§ **Makale**
::::::::::
İçişleri Bakanı Süleyman Soylu uyuşturucu ile mücadele konusunda polislere yaptığı konuşmada işin boyutunu değiştirdi. Bir hukuk devletinin bakanı gibi değil, bir aşiret devletinin yetkilisi gibi konuşma yaptı. Uyuşturucu satıcılarına olan tepki bir vatandaş için normal sayılır. Ancak söz konusu bir ülkenin iç işleri bakanıysa o zaman çok daha dikkatli konuşmak gerekir.
Süleyman Soylu aynı üslupla ve aynı tonda ülkenin Ana muhalefet partisi liderine karşı da yapmıştı ve milletin gözünün içine baka baka “sen bittin” demişti Kemal Kılıçtaroğlu’na.
Bir ülkenin içişleri bakanı bu üslupla yaptığı konuşmada, konuşmasında seçtiği kelimelerle bir ülke halkına güven verebilir mi? Ülkenin ana muhalefet liderine bunu diyebilen bir ülkede kim nasıl güvende olabilir.
::::::::::
§ **Sağlanan Veriler**
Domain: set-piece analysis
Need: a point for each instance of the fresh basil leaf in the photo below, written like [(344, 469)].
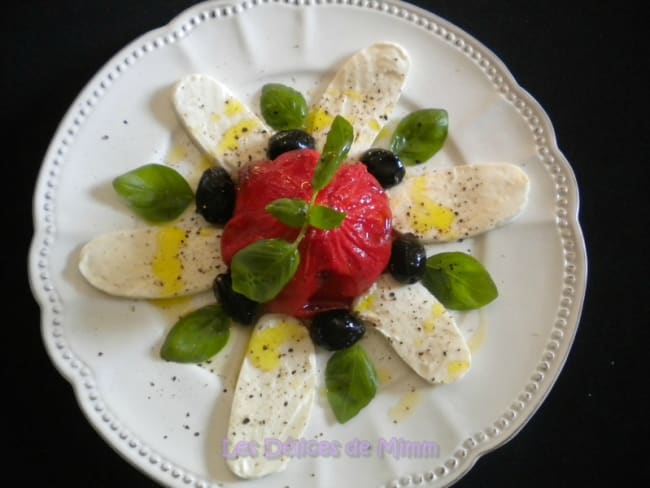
::::::::::
§ **Alıştırmalar**
a: Makaleyi iki cümlede özetleyiniz.
b: Makalede "İçişleri Bakanı Süleyman" sözcükleriyle açılıp "nasıl güvende olabilir." sözcükleriyle kapanan bölümü olduğu gibi yazınız.

§ **Cevap Anahtarı**
a: İçişleri Bakanı Süleyman Soylu, uyuşturucu ile mücadele konusunda polislere yaptığı konuşmada bir hukuk devletinin bakanı gibi değil, bir aşiret devletinin yetkilisi gibi konuşmuştur. Aynı üslupla ana muhalefet partisi liderine de "sen bittin" demiş olması nedeniyle, bir içişleri bakanının bu üslupla ülke halkına güven verip veremeyeceği sorgulanmaktadır.

b:
İçişleri Bakanı Süleyman Soylu uyuşturucu ile mücadele konusunda polislere yaptığı konuşmada işin boyutunu değiştirdi. Bir hukuk devletinin bakanı gibi değil, bir aşiret devletinin yetkilisi gibi konuşma yaptı. Uyuşturucu satıcılarına olan tepki bir vatandaş için normal sayılır. Ancak söz konusu bir ülkenin iç işleri bakanıysa o zaman çok daha dikkatli konuşmak gerekir.
Süleyman Soylu aynı üslupla ve aynı tonda ülkenin Ana muhalefet partisi liderine karşı da yapmıştı ve milletin gözünün içine baka baka “sen bittin” demişti Kemal Kılıçtaroğlu’na.
Bir ülkenin içişleri bakanı bu üslupla yaptığı konuşmada, konuşmasında seçtiği kelimelerle bir ülke halkına güven verebilir mi? Ülkenin ana muhalefet liderine bunu diyebilen bir ülkede kim nasıl güvende olabilir.